SET TASK 1: Decide whether each statement below agrees with the NUMA-aware osq_lock patch. Answer yes or no for each, and quote the deciding words of the patch. (a) The numa-aware lock is described as having two levels. (b) The patch removes lines from existing files. (c) The added Makefile line builds x_osq_lock.o under CONFIG_LOCK_SPIN_ON_OWNER.
SET TASK 2: Proceed with the NUMA-aware osq_lock patch from the point where it stops.

SELECTED PASSAGE:
---------------
According to the contention level, switches from x_osq_lock to
numa-aware osq_lock.
The numa-aware lock is a two level osq_lock.
The Makefile for dynamic numa-aware osq lock.

Signed-off-by: yongli-oc <yongli-oc@...oxin.com>
---
 kernel/locking/Makefile      |   1 +
 kernel/locking/numa.h        |  98 ++++++++
 kernel/locking/numa_osq.h    |  32 +++
 kernel/locking/x_osq_lock.c  | 332 +++++++++++++++++++++++++++
 kernel/locking/zx_numa_osq.c | 433 +++++++++++++++++++++++++++++++++++
 5 files changed, 896 insertions(+)
 create mode 100644 kernel/locking/numa.h
 create mode 100644 kernel/locking/numa_osq.h
 create mode 100644 kernel/locking/x_osq_lock.c
 create mode 100644 kernel/locking/zx_numa_osq.c

diff --git a/kernel/locking/Makefile b/kernel/locking/Makefile
index 0db4093d17b8..00c1d5bb6eb9 100644
--- a/kernel/locking/Makefile
+++ b/kernel/locking/Makefile
@@ -22,6 +22,7 @@ obj-$(CONFIG_LOCKDEP) += lockdep_proc.o
 endif
 obj-$(CONFIG_SMP) += spinlock.o
 obj-$(CONFIG_LOCK_SPIN_ON_OWNER) += osq_lock.o
+obj-$(CONFIG_LOCK_SPIN_ON_OWNER_NUMA) += x_osq_lock.o zx_numa_osq.o zx_numa.o
 obj-$(CONFIG_PROVE_LOCKING) += spinlock.o
 obj-$(CONFIG_QUEUED_SPINLOCKS) += qspinlock.o
 obj-$(CONFIG_RT_MUTEXES) += rtmutex_api.o
diff --git a/kernel/locking/numa.h b/kernel/locking/numa.h
new file mode 100644
index 000000000000..01e5aef3257a
--- /dev/null
+++ b/kernel/locking/numa.h
@@ -0,0 +1,98 @@
+/* SPDX-License-Identifier: GPL-2.0 */
+#ifndef __LINUX_NUMA_LOCK_H
+#define __LINUX_NUMA_LOCK_H
+#include "mcs_spinlock.h"
---------------
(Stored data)
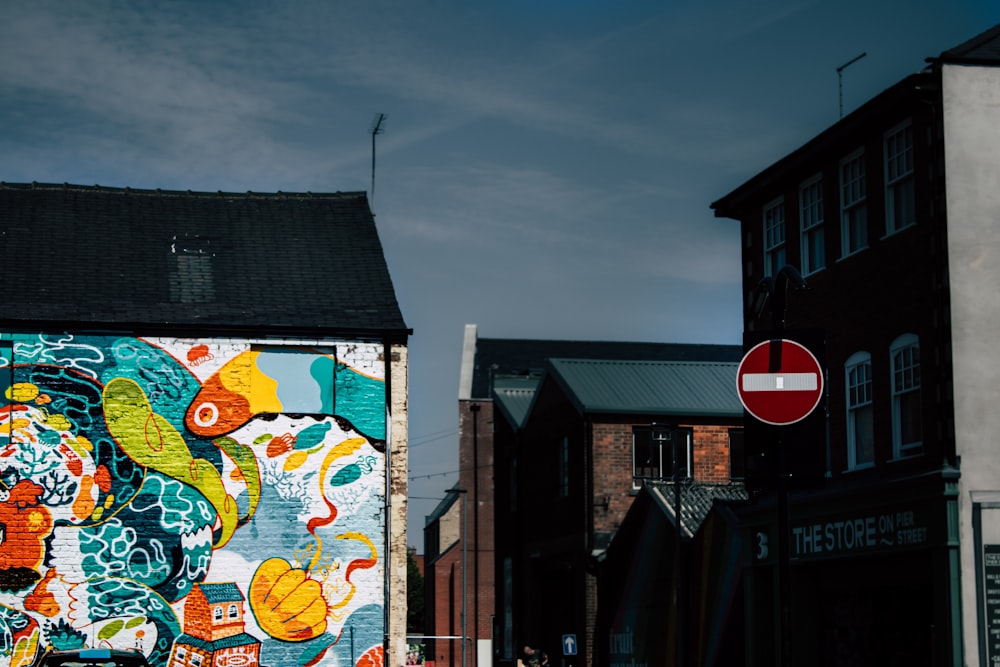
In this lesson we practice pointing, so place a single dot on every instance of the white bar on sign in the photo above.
(780, 381)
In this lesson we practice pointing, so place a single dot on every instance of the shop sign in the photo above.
(886, 529)
(867, 532)
(991, 577)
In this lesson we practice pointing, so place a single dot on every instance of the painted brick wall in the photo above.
(133, 471)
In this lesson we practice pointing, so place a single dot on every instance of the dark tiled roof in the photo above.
(696, 500)
(96, 257)
(984, 48)
(505, 356)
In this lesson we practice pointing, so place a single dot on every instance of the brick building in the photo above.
(890, 217)
(201, 387)
(556, 440)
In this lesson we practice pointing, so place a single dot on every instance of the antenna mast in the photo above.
(840, 78)
(375, 130)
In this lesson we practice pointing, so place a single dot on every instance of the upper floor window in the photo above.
(860, 413)
(737, 455)
(653, 450)
(564, 467)
(900, 202)
(774, 237)
(853, 205)
(811, 219)
(906, 431)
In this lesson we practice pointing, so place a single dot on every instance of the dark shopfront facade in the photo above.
(873, 577)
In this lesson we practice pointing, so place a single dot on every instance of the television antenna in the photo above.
(376, 129)
(840, 78)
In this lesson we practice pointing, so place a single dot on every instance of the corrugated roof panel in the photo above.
(651, 387)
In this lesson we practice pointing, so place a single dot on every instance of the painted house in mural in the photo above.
(200, 387)
(214, 630)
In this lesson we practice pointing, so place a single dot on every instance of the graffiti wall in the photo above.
(206, 502)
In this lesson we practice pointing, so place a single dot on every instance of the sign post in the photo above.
(780, 382)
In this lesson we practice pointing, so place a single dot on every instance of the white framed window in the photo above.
(853, 204)
(653, 453)
(860, 411)
(811, 224)
(907, 434)
(900, 198)
(774, 237)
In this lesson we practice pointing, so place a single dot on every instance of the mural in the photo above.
(206, 502)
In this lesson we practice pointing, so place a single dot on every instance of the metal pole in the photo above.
(465, 536)
(785, 587)
(675, 437)
(465, 551)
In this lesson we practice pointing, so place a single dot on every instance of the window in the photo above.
(900, 204)
(860, 422)
(192, 279)
(774, 237)
(811, 219)
(853, 211)
(906, 430)
(653, 453)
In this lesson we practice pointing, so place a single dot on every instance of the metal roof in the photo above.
(681, 388)
(514, 395)
(489, 358)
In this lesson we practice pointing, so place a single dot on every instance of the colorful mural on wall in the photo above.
(202, 501)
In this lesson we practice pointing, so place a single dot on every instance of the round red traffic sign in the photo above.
(779, 382)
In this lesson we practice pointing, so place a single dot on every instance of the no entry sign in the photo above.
(779, 382)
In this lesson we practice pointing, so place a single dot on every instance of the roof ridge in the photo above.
(35, 185)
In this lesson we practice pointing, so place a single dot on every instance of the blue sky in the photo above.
(546, 167)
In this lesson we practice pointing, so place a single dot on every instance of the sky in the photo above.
(545, 168)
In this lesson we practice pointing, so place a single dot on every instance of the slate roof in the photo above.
(681, 388)
(697, 500)
(122, 259)
(983, 49)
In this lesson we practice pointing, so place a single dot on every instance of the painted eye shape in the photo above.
(206, 414)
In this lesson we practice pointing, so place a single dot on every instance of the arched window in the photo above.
(860, 413)
(907, 433)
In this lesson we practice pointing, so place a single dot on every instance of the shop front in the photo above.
(872, 578)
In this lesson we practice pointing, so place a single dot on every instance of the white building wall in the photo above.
(971, 118)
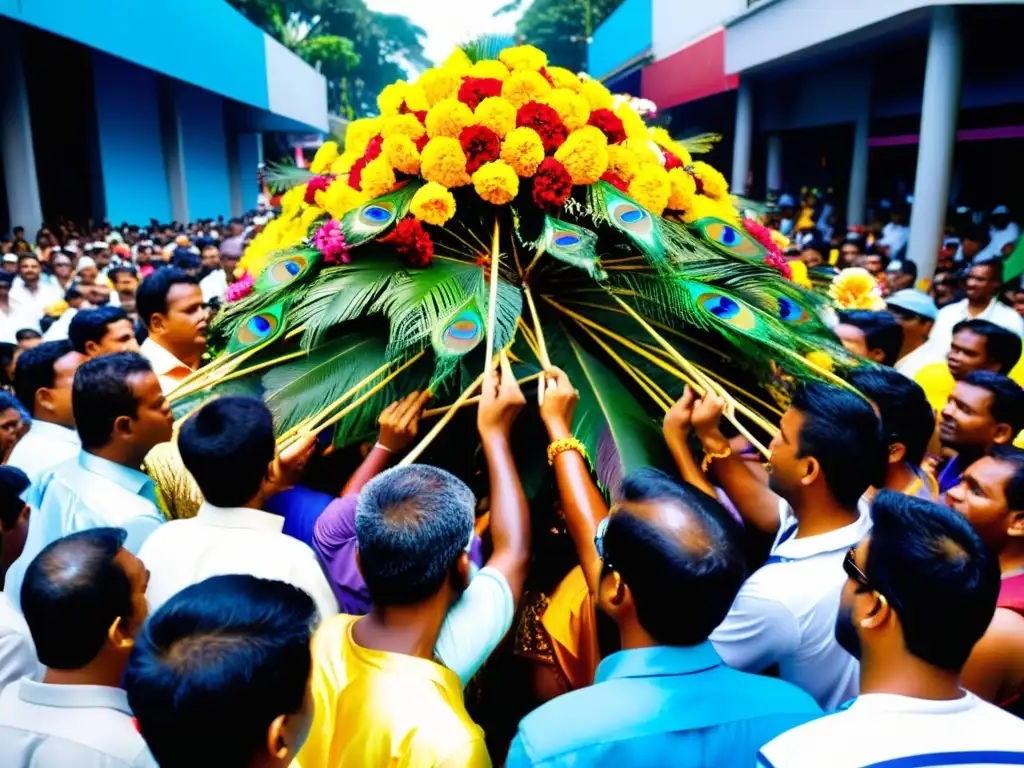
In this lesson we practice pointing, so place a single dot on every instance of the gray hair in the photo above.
(412, 523)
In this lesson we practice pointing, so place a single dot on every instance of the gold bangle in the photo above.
(565, 443)
(709, 458)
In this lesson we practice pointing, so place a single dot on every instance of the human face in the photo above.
(120, 337)
(969, 352)
(981, 284)
(967, 420)
(154, 420)
(981, 498)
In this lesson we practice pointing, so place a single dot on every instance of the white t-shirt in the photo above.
(785, 612)
(882, 727)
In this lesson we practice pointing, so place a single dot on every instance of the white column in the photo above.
(24, 206)
(938, 137)
(743, 137)
(773, 174)
(856, 203)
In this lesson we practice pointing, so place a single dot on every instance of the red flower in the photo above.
(316, 183)
(412, 243)
(615, 181)
(552, 184)
(480, 144)
(474, 90)
(609, 124)
(546, 122)
(355, 174)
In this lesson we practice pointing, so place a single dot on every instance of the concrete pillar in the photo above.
(743, 137)
(938, 138)
(773, 175)
(856, 203)
(24, 205)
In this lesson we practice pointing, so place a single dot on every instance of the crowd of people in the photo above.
(857, 601)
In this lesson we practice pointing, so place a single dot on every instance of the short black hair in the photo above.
(881, 331)
(230, 643)
(72, 593)
(35, 371)
(936, 573)
(840, 424)
(101, 393)
(906, 416)
(91, 325)
(1000, 345)
(1008, 397)
(227, 446)
(706, 572)
(151, 297)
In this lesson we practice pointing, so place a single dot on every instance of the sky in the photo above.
(451, 23)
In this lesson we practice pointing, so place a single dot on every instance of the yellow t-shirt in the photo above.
(387, 710)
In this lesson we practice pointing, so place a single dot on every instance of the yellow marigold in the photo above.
(358, 133)
(497, 114)
(623, 163)
(458, 62)
(684, 188)
(402, 125)
(401, 153)
(444, 162)
(856, 289)
(585, 159)
(324, 157)
(438, 84)
(523, 57)
(432, 204)
(344, 163)
(392, 97)
(563, 78)
(650, 188)
(571, 108)
(378, 177)
(714, 182)
(597, 94)
(489, 69)
(523, 150)
(339, 199)
(448, 118)
(523, 87)
(497, 182)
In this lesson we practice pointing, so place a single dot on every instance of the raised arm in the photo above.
(757, 504)
(501, 401)
(583, 505)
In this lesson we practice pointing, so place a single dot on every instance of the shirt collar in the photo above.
(240, 517)
(74, 696)
(660, 660)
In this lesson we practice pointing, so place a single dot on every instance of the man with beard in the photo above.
(919, 593)
(984, 410)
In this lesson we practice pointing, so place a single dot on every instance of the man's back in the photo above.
(879, 727)
(379, 709)
(658, 707)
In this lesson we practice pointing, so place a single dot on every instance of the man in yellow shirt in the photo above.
(381, 698)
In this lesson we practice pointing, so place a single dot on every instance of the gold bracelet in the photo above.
(709, 458)
(565, 443)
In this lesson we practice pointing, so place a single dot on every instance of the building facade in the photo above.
(131, 111)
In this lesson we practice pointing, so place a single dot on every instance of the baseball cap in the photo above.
(913, 301)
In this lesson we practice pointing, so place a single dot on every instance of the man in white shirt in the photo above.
(983, 284)
(43, 382)
(830, 449)
(229, 449)
(919, 593)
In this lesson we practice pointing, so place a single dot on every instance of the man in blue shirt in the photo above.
(120, 415)
(672, 567)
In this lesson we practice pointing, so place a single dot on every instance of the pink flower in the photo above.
(241, 289)
(330, 241)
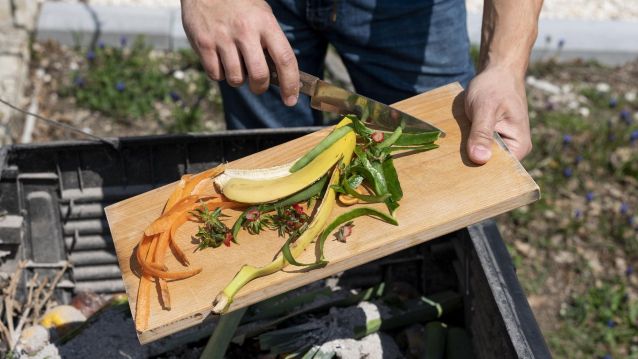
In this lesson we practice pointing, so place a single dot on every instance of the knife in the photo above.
(327, 97)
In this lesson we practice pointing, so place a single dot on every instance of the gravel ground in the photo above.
(552, 9)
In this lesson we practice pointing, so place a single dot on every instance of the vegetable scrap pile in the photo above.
(351, 165)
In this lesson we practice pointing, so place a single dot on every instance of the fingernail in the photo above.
(291, 100)
(481, 153)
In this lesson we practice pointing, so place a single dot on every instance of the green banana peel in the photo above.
(247, 273)
(266, 190)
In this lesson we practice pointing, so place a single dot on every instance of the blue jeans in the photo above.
(393, 49)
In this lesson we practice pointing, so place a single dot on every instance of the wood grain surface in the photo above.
(443, 191)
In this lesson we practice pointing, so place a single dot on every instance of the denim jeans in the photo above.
(392, 49)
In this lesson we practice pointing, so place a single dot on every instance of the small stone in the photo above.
(543, 85)
(61, 316)
(524, 248)
(33, 339)
(621, 264)
(602, 87)
(564, 257)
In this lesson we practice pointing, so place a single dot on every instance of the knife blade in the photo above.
(327, 97)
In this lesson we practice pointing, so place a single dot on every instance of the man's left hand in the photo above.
(495, 101)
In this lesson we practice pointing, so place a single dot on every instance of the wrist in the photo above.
(507, 68)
---------------
WRITTEN ANSWER 1:
(a) Yes: "The numa-aware lock is a two level osq_lock."
(b) No: "5 files changed, 896 insertions(+)"
(c) No: "obj-$(CONFIG_LOCK_SPIN_ON_OWNER_NUMA) += x_osq_lock.o zx_numa_osq.o zx_numa.o"

WRITTEN ANSWER 2:
+
+struct optimistic_spin_node {
+	struct optimistic_spin_node *next, *prev;
+	int numa;
+	int locked; /* 1 if lock acquired */
+	int cpu; /* encoded CPU # + 1 value */
+	u32 serial;
+};
+
+
+struct _numa_buf {
+	void *numa_ptr;
+	struct list_head list;
+	u32 lockaddr;
+	u32 highaddr;
+	u8 idle;
+	u8 type;
+	u16 index;
+};
+
+struct cache_padding {
+	char x[0];
+} ____cacheline_internodealigned_in_smp;
+#define CACHE_PADDING(name)	struct cache_padding name
+
+struct _numa_lock {
+	atomic_t tail ____cacheline_aligned_in_smp;
+	atomic_t addr;
+	u8 shift;
+	u8 stopping;
+	u16 numa_nodes;
+	u32 accessed;
+	uint64_t totalaccessed;
+	u32 nodeswitched;
+	atomic_t initlock;
+	atomic_t pending;
+	union {
+		struct mcs_spinlock mcs_node;
+		struct optimistic_spin_node osq_node;
+	};
+	CACHE_PADDING(pad);
+};
+
+struct numa_cpu_info {
+	__u8	x86_model;
+	/* CPU family */
+	__u8	x86;
+	/* CPU vendor */
+	__u8	x86_vendor;
+	__u8	x86_reserved;
+	u32	feature1;
+};
+
+#define NUMAEXPAND 1
+
+#define COHORT_START 1
+#define ACQUIRE_NUMALOCK (UINT_MAX-1)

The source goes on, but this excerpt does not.